(FRAGMENTO):
<<<<

Parece que la campaña de los borreguitos no salió como querían los publicistas de la Revolución Ciudadana. Sirvió, sin embargo, para mostrar, y volver indudable, lo que desde hace tiempo sabíamos: el discurso correísta no pasa de ser un mero ejercicio retórico que, invocando la nostalgia y el recuerdo de revoluciones fracasadas, trata de cubrir el vacío intelectual de un proyecto personalista, pensado para entregar el Estado en manos de una banda de aprovechadores.
Los borregos, los reales que se nos muestra siguiendo a la candidata presidencial, o los edulcorados de los dibujitos, nos remiten a la visión religiosa de las ovejas conducidas por un pastor depositario del dogma, cuya palabra guía y ante quien solo cabe la fidelidad.
Esto, aceptable en una religión que se explica a partir de la fe, solo tiene un sentido cuando se traslada a la política: renegar de la razón y matar la libertad, terminar con la crítica y la heterodoxia y convertir a la obediencia en la única actitud aceptable.
Y eso que llamamos izquierda, si se piensa como la propuesta de algo nuevo y no como la simple destrucción de lo que se ponga al frente, solo puede basarse en el ejercicio de la racionalidad, en la puesta en práctica de un pensamiento emancipatorio que, por su naturaleza, rechaza cualquier forma de sometimiento.
Por eso, los miembros confesos del rebaño correísta son todo lo contrario de lo que pregonan; su progresismo es solo el cascarón retórico de una mentalidad retardataria, el recurso para encubrir el miedo a pensar, el ejercicio de todas las formas posibles de la sumisión.
Si el pensamiento emancipatorio es hijo del racionalismo ilustrado, es claro que los orígenes de la Revolución Ciudadana están en otro lugar, aquél en el que la razón es innecesaria y peligrosa y la ilustración solo un trasto inútil, aquél que se alimenta de acomodos y oportunismos que matan la inteligencia.

>>>>

(CÓMO RESOLVERLA): Reproduce del fragmento sobre la campaña de los borreguitos todo lo que va desde "Y eso que llamamos" hasta "matan la inteligencia.". Las líneas que siguen no guardan relación alguna con el fragmento.

(Líneas contenidas en un conjunto de datos):

<<<<

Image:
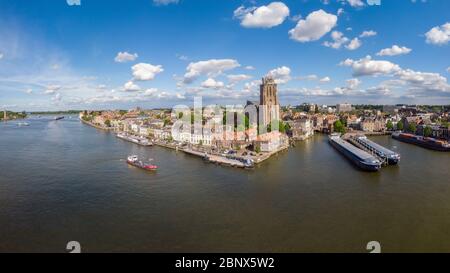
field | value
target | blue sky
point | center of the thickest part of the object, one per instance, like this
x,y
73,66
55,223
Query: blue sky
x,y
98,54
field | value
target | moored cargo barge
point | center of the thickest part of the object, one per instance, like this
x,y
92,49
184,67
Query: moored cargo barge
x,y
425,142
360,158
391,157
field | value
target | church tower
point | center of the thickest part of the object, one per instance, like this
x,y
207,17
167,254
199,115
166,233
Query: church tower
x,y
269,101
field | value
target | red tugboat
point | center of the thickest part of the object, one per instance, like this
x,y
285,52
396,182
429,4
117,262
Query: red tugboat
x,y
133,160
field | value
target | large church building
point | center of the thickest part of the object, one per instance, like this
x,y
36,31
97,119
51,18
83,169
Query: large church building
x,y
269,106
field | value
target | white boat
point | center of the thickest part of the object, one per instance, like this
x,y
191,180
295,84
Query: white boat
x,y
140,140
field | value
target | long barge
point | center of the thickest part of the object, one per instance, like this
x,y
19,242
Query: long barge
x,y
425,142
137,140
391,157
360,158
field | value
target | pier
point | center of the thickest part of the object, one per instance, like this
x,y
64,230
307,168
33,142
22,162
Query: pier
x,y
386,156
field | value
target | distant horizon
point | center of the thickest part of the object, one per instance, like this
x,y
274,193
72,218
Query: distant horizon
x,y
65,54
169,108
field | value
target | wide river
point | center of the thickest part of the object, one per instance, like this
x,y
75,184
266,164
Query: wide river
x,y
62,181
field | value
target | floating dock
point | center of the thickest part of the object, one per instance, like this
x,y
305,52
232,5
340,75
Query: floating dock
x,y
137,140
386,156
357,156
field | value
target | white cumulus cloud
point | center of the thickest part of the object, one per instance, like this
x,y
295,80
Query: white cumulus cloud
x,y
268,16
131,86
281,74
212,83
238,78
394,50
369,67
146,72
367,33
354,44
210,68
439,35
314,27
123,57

>>>>

(RESPUESTA):
Y eso que llamamos izquierda, si se piensa como la propuesta de algo nuevo y no como la simple destrucción de lo que se ponga al frente, solo puede basarse en el ejercicio de la racionalidad, en la puesta en práctica de un pensamiento emancipatorio que, por su naturaleza, rechaza cualquier forma de sometimiento.
Por eso, los miembros confesos del rebaño correísta son todo lo contrario de lo que pregonan; su progresismo es solo el cascarón retórico de una mentalidad retardataria, el recurso para encubrir el miedo a pensar, el ejercicio de todas las formas posibles de la sumisión.
Si el pensamiento emancipatorio es hijo del racionalismo ilustrado, es claro que los orígenes de la Revolución Ciudadana están en otro lugar, aquél en el que la razón es innecesaria y peligrosa y la ilustración solo un trasto inútil, aquél que se alimenta de acomodos y oportunismos que matan la inteligencia.